* WHAT YOU WILL DO:
(a) Answer these questions from the court opinion:
(i) In what year did Richard B. O'Cain establish his general insurance agency in Jackson?
(ii) On what date were the six policies issued, and for what term?
(iii) What perils do the policies insure against?
(b) Condense the court opinion's paragraph beginning "The policies are standard fire policies" into a short list that keeps its main facts.

* QUOTED TEXT:

Employers Fire Ins. Co. v. Speed

Annotate this Case

242 Miss. 341 (1961)

133 So. 2d 627

EMPLOYERS FIRE INSURANCE CO., et al. v. SPEED, et al.

No. 41974.

Supreme Court of Mississippi.

October 23, 1961.

Watkins & Eager, Jackson, for appellants.

Wise, Smith & Carter, Jackson, for appellees.

GILLESPIE, J.

In 1954, Richard B. O'Cain established a general insurance agency in Jackson, Mississippi, under the name of O'Cain Insurance Agency, and such insurance agency was operated by O'Cain thereafter. At the time O'Cain established his insurance business appellees owned a number of buildings in Jackson which were insured through various insurance agencies. Appellees' property was managed by Mr. Leland Speed and Leland R. Speed. A short time after O'Cain established his insurance agency, Mr. Leland Speed turned over to O'Cain all the policies covering appellees' property. The agreement with O'Cain was that he would keep the policies *343 and write new policies in O'Cain's companies as the old policies expired. It was also agreed that O'Cain would keep all of the properties owned by appellees fully insured. Thereafter O'Cain issued to appellees policies in two of O'Cain's companies covering appellees' several buildings. In 1955, appellees proposed to make certain additions to one of the insured buildings which was located on State Street. O'Cain was notified and he cancelled the existing policies and issued binders in six companies to cover the property during construction, and upon completion issued six policies in these six companies, the appellants. These are the policies here involved. They were issued July 15, 1956 for a term of five years and were in force with all premiums paid when the loss occurred which is involved in this suit.

The policies are standard fire policies. The perils insured against are fire and lightning and extended coverage, a separate premium being charged for extended coverage. The policies contain the following provisions applicable only to windstorm and hail: "Unless liability therefor is assumed in the form attached to this policy by separate and specific item (s), or by endorsement hereon, this company shall not be liable for damage to the following property: ... . (e) building (or their contents) in process of construction unless entirely enclosed and under roof with all outside doors and windows permanently in place." When written, the policies covered eight buildings at various locations. Prior to the loss here involved, several changes were made in the schedules of property covered. The building on Mayes Street, here involved, remained in the schedules.

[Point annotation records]
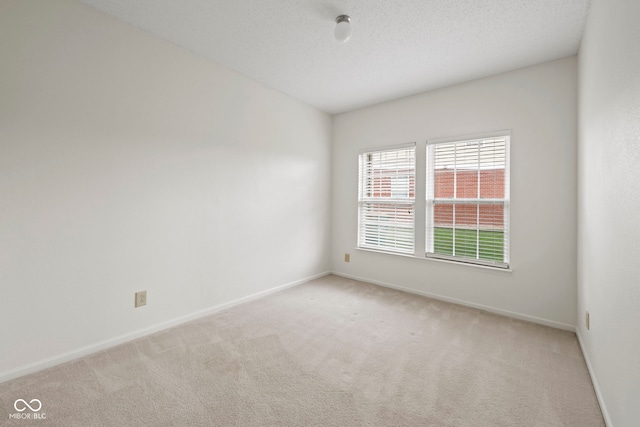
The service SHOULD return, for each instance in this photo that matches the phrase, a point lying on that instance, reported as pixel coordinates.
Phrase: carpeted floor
(331, 352)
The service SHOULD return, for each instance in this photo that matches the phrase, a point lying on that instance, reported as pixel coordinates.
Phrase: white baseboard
(594, 381)
(507, 313)
(112, 342)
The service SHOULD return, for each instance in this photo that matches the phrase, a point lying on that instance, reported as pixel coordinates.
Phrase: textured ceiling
(398, 48)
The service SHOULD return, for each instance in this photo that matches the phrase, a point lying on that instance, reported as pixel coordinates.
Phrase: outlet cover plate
(141, 299)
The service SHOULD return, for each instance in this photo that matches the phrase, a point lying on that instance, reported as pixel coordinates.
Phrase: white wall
(609, 205)
(538, 104)
(126, 164)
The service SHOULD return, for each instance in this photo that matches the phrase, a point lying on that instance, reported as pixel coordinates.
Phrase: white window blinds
(467, 216)
(386, 200)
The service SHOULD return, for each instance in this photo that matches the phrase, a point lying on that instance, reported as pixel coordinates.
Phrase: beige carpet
(331, 352)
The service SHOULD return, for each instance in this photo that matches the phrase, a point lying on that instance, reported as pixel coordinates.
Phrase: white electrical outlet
(141, 299)
(586, 320)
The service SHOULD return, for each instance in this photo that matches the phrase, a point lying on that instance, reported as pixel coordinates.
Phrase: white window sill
(431, 259)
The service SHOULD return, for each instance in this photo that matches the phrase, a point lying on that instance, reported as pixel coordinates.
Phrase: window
(386, 200)
(461, 212)
(467, 207)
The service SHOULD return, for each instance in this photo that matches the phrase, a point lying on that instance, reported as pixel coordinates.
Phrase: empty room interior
(246, 212)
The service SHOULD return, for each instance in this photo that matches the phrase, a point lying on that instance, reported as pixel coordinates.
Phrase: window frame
(374, 203)
(420, 203)
(505, 202)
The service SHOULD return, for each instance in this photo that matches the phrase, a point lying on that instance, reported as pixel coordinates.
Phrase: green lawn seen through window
(491, 245)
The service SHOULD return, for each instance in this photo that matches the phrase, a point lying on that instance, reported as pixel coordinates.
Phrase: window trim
(506, 201)
(392, 200)
(420, 202)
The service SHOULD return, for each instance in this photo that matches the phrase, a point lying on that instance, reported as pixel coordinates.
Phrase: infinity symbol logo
(26, 405)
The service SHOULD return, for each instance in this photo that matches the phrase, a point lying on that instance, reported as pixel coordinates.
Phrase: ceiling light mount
(343, 28)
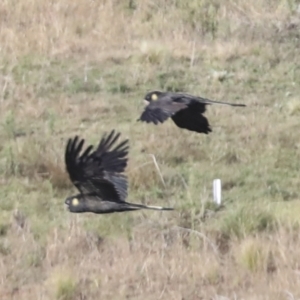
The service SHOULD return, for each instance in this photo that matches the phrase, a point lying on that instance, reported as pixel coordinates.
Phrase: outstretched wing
(192, 99)
(100, 171)
(160, 110)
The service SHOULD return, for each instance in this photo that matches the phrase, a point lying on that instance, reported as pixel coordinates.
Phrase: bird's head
(152, 96)
(75, 204)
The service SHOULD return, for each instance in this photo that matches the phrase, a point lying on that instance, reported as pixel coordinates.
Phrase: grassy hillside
(83, 67)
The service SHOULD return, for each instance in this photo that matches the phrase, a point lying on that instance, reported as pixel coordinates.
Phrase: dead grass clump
(253, 255)
(246, 220)
(62, 284)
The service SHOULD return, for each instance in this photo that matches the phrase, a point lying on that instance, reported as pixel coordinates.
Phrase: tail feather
(141, 206)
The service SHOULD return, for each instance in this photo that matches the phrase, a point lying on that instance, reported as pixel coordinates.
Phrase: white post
(217, 191)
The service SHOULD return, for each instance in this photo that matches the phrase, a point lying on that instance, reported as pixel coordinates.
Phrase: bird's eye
(75, 202)
(153, 97)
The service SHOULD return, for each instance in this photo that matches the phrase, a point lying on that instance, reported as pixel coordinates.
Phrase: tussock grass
(84, 69)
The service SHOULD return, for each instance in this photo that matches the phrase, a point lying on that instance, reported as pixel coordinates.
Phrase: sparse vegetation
(83, 67)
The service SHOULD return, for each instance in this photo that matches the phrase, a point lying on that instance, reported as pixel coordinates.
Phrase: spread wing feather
(100, 171)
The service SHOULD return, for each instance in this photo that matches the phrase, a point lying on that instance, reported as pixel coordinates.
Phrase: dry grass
(82, 67)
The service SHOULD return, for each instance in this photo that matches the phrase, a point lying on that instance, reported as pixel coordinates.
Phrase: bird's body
(185, 110)
(98, 175)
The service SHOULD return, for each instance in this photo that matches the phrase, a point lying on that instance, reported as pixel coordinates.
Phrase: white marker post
(217, 191)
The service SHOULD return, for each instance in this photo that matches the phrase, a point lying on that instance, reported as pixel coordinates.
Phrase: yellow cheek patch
(154, 97)
(75, 202)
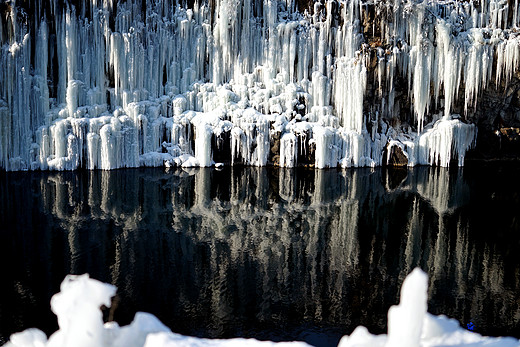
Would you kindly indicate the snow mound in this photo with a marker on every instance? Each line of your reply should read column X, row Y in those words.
column 81, row 324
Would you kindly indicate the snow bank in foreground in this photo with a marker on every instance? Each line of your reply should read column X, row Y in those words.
column 81, row 324
column 410, row 325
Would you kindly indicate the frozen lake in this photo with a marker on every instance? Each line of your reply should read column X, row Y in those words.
column 265, row 253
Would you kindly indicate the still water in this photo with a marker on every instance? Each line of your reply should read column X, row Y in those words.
column 265, row 253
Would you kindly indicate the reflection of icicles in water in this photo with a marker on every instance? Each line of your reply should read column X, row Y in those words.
column 322, row 235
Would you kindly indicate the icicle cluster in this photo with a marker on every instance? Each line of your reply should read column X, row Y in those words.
column 118, row 84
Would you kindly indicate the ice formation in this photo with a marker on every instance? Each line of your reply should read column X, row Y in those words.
column 81, row 324
column 113, row 84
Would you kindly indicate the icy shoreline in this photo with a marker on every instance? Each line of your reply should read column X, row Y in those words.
column 81, row 324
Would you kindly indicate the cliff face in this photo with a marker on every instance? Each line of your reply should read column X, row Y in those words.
column 109, row 84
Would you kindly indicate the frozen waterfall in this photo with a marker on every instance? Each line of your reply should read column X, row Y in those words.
column 112, row 84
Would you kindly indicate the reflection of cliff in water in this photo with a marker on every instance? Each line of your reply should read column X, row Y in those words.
column 264, row 253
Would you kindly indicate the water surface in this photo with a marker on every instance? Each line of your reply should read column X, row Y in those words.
column 265, row 253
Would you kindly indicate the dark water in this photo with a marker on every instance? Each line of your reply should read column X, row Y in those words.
column 265, row 253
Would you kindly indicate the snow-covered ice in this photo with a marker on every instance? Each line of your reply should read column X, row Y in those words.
column 81, row 324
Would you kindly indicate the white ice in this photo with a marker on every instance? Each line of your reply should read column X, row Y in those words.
column 81, row 324
column 163, row 93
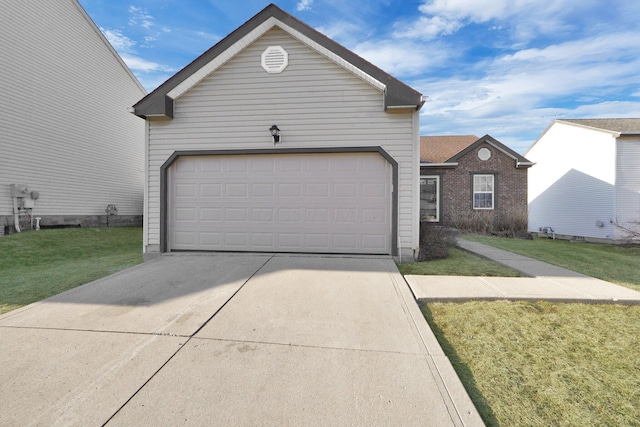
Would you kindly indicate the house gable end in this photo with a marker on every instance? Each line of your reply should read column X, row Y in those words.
column 521, row 162
column 159, row 104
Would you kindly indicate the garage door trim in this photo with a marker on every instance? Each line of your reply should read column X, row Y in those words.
column 164, row 208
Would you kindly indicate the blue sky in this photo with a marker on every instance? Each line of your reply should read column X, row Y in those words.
column 507, row 68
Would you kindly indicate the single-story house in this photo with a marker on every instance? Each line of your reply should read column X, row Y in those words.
column 465, row 175
column 586, row 184
column 69, row 146
column 278, row 139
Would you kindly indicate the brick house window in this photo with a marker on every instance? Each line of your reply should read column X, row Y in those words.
column 430, row 198
column 483, row 191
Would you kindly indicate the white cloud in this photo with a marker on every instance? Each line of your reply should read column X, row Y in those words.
column 477, row 10
column 342, row 31
column 304, row 5
column 427, row 28
column 140, row 16
column 404, row 57
column 119, row 41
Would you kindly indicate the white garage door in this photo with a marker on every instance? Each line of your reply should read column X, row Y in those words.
column 323, row 203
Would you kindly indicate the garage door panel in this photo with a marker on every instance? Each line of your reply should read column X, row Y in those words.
column 334, row 203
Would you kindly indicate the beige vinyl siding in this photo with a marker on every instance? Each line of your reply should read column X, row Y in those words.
column 65, row 130
column 628, row 184
column 315, row 102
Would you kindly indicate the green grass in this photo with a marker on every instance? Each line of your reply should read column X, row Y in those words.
column 612, row 263
column 459, row 263
column 38, row 264
column 543, row 364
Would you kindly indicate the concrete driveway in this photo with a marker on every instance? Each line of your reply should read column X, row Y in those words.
column 230, row 339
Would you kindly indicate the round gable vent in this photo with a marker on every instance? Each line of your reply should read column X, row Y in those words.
column 275, row 59
column 484, row 153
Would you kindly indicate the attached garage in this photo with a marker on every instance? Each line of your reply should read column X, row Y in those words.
column 315, row 202
column 341, row 178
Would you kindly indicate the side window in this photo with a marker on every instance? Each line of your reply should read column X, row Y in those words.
column 483, row 191
column 430, row 198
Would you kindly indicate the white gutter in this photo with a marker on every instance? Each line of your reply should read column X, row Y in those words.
column 439, row 165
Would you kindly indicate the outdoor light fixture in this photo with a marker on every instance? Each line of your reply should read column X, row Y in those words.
column 275, row 133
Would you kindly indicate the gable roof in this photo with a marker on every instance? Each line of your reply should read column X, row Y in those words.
column 159, row 103
column 463, row 141
column 621, row 126
column 437, row 149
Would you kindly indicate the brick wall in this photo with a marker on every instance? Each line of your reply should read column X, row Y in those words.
column 510, row 193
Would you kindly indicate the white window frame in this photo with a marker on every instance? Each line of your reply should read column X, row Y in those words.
column 480, row 187
column 437, row 178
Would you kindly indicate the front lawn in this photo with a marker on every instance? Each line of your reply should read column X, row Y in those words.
column 38, row 264
column 616, row 264
column 544, row 364
column 459, row 263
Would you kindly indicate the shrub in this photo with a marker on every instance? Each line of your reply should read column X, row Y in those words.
column 435, row 241
column 512, row 223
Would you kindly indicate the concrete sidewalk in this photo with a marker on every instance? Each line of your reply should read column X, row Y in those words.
column 545, row 282
column 222, row 339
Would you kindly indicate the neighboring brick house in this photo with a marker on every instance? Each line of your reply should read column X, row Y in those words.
column 463, row 175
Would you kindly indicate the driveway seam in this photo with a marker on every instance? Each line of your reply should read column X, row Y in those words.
column 321, row 347
column 188, row 340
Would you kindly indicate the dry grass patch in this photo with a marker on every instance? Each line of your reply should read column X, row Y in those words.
column 542, row 364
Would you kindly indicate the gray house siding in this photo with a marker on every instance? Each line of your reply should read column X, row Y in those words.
column 316, row 104
column 66, row 132
column 628, row 184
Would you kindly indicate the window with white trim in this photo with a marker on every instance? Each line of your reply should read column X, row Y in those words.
column 430, row 198
column 483, row 191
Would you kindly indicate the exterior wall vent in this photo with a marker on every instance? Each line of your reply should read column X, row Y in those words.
column 275, row 59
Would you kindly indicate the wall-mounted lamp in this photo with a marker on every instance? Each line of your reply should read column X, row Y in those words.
column 275, row 133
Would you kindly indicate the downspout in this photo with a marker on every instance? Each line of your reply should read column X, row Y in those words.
column 16, row 215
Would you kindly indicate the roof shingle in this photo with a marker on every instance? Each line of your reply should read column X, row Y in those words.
column 437, row 149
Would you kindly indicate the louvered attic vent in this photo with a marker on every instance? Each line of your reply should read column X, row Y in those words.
column 275, row 59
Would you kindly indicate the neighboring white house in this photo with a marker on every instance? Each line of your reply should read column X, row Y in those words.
column 341, row 177
column 587, row 178
column 69, row 146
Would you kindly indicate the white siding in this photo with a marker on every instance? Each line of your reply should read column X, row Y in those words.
column 571, row 186
column 628, row 184
column 65, row 130
column 314, row 102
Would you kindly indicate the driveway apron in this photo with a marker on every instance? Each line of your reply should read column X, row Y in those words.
column 223, row 339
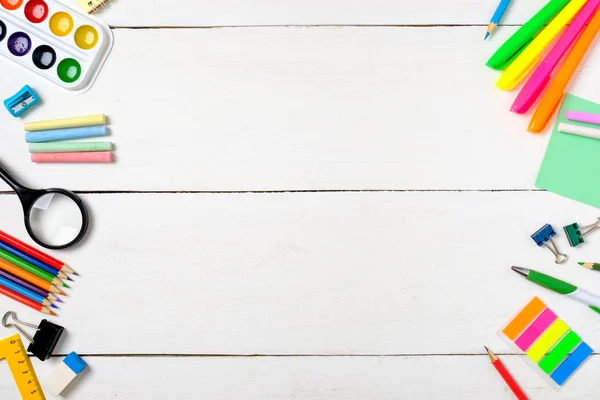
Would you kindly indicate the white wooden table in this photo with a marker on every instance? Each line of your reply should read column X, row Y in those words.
column 312, row 200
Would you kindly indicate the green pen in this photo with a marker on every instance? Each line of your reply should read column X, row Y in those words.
column 560, row 287
column 521, row 38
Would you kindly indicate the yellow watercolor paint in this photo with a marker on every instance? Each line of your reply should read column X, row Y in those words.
column 86, row 37
column 61, row 23
column 547, row 340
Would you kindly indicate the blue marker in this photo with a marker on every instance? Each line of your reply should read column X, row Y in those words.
column 497, row 17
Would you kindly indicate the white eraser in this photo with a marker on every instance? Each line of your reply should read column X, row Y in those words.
column 64, row 374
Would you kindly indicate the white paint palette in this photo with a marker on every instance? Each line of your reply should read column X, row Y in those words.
column 54, row 41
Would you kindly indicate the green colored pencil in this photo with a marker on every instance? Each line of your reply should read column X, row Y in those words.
column 32, row 269
column 592, row 266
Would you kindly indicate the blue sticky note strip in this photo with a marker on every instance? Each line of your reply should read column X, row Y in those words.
column 571, row 363
column 75, row 363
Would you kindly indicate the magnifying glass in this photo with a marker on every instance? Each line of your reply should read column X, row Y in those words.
column 54, row 218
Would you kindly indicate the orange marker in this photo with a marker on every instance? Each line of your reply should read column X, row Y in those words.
column 556, row 91
column 34, row 280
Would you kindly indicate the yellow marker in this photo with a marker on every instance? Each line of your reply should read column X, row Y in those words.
column 528, row 59
column 20, row 366
column 77, row 122
column 547, row 340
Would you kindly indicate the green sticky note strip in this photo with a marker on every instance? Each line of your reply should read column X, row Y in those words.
column 559, row 352
column 570, row 167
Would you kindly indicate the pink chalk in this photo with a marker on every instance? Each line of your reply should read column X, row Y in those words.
column 535, row 329
column 80, row 157
column 583, row 117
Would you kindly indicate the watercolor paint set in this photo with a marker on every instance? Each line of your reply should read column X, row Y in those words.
column 551, row 347
column 54, row 41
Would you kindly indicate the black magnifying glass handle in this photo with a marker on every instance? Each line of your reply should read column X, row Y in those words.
column 25, row 194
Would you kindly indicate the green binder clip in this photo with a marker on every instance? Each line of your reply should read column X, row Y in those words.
column 576, row 235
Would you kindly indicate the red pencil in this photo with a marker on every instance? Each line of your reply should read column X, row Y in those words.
column 33, row 252
column 506, row 375
column 22, row 299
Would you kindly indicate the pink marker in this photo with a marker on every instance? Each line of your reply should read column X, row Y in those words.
column 583, row 117
column 83, row 157
column 540, row 78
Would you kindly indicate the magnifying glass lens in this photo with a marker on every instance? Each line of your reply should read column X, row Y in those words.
column 55, row 219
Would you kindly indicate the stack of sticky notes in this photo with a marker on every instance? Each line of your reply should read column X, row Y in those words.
column 52, row 141
column 544, row 54
column 552, row 348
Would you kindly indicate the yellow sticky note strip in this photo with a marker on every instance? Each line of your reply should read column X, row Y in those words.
column 547, row 340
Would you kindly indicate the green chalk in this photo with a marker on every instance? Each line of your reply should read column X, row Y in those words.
column 68, row 147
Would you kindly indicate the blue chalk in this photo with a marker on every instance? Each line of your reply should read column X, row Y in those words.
column 572, row 362
column 66, row 134
column 75, row 363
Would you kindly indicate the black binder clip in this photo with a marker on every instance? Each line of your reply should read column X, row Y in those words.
column 45, row 339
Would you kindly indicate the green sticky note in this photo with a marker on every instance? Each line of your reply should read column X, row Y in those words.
column 570, row 167
column 559, row 352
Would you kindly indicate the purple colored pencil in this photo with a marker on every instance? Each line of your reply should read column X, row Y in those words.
column 25, row 284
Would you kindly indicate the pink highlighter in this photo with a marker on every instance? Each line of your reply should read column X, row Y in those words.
column 540, row 78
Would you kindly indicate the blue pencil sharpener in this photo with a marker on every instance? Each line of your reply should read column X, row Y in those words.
column 22, row 101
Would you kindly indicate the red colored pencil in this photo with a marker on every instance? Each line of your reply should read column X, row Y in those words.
column 512, row 384
column 33, row 252
column 22, row 299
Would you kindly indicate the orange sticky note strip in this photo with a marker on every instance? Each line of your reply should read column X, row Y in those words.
column 524, row 318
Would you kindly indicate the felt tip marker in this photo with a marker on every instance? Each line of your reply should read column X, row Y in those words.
column 560, row 287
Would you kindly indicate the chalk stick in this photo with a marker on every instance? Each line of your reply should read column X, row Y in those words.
column 84, row 157
column 583, row 117
column 69, row 147
column 76, row 122
column 66, row 134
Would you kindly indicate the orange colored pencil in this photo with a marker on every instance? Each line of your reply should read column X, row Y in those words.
column 22, row 299
column 34, row 280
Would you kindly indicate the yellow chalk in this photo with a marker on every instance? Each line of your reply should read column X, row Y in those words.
column 76, row 122
column 547, row 340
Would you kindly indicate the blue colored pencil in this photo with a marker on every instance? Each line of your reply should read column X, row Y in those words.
column 497, row 17
column 26, row 257
column 25, row 292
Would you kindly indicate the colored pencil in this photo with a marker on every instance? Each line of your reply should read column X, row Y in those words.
column 31, row 262
column 592, row 266
column 512, row 384
column 25, row 300
column 27, row 266
column 28, row 285
column 25, row 292
column 43, row 257
column 497, row 17
column 39, row 282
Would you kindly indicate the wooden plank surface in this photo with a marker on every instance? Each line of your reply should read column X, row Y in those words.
column 309, row 378
column 311, row 273
column 310, row 12
column 295, row 109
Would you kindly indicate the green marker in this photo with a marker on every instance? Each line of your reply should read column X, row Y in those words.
column 560, row 287
column 521, row 38
column 592, row 266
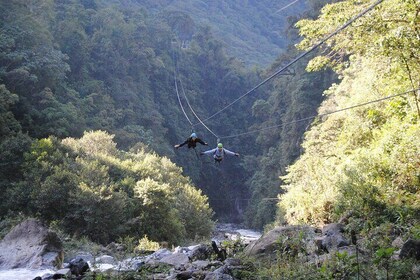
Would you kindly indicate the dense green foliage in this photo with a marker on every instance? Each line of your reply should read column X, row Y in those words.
column 371, row 150
column 93, row 189
column 250, row 30
column 72, row 66
column 361, row 163
column 292, row 97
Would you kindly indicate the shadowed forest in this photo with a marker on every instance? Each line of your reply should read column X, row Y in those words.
column 89, row 115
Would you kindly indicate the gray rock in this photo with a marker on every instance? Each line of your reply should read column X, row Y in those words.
column 31, row 245
column 200, row 264
column 410, row 249
column 159, row 254
column 233, row 262
column 398, row 243
column 105, row 259
column 200, row 252
column 177, row 259
column 333, row 237
column 268, row 244
column 222, row 270
column 62, row 273
column 218, row 276
column 78, row 266
column 332, row 229
column 184, row 275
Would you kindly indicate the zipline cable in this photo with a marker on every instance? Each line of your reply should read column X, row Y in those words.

* COMPLETED EXERCISE:
(a)
(i) 1954
(ii) July 15, 1956, for a term of five years
(iii) Fire and lightning and extended coverage

(b)
- The policies are standard fire policies covering fire, lightning, and extended coverage. Extended coverage is charged a separate premium.
- One provision applies only to windstorm and hail. It excludes buildings (or their contents) under construction unless they are entirely enclosed and under roof, with all outside doors and windows permanently in place. The exclusion does not apply if liability is assumed by a separate and specific item or by endorsement.
- When written, the policies covered eight buildings at various locations.
- Several changes were made to the schedules of covered property before the loss.
- The Mayes Street building remained in the schedules.